■ Entries

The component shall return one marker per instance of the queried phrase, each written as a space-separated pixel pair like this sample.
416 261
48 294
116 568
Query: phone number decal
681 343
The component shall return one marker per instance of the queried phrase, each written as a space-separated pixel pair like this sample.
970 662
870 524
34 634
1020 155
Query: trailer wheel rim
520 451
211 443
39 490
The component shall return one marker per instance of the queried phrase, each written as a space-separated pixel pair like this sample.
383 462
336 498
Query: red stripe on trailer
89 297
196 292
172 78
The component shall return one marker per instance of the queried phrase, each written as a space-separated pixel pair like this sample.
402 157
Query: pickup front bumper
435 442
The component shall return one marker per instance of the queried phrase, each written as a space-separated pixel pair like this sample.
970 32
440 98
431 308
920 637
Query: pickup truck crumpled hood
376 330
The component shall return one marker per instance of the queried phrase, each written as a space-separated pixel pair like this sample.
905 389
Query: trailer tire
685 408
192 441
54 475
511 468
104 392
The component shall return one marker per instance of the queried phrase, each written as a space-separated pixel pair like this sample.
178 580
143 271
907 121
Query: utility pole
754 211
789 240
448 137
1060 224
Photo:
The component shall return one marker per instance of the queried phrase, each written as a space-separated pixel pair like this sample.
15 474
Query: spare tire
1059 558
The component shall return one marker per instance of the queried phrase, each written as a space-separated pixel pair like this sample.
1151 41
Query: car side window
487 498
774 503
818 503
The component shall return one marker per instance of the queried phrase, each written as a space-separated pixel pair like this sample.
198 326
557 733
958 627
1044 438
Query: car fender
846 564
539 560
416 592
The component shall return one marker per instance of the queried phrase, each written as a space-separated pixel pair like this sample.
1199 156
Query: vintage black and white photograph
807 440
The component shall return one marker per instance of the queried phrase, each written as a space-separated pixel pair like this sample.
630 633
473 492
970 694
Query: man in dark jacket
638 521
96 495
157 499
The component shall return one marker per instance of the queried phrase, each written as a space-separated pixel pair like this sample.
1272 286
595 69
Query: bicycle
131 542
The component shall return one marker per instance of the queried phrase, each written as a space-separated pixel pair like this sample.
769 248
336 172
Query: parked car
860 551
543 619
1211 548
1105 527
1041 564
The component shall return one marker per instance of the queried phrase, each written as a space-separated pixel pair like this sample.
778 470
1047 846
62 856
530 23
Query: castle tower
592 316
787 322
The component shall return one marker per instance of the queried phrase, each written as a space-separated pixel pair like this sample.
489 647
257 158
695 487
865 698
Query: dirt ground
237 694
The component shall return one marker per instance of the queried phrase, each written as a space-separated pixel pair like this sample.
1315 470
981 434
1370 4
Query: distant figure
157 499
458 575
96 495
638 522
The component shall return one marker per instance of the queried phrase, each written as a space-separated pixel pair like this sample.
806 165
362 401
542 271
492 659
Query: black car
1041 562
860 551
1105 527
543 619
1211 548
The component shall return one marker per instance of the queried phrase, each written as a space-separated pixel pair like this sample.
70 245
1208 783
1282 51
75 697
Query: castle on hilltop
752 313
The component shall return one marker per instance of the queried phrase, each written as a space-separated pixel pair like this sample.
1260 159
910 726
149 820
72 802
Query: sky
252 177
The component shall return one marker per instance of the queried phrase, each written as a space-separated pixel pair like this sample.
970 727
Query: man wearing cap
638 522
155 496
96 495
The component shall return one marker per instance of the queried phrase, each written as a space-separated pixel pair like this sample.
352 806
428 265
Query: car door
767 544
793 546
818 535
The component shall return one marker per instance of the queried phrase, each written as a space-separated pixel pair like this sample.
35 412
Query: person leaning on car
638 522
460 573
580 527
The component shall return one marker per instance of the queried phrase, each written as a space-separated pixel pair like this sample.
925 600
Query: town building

■ Objective
Collect every line in the data above that contains the string "trailer". Case counts.

■ Response
Query: trailer wheel rim
Query: red stripe on trailer
Query: trailer tire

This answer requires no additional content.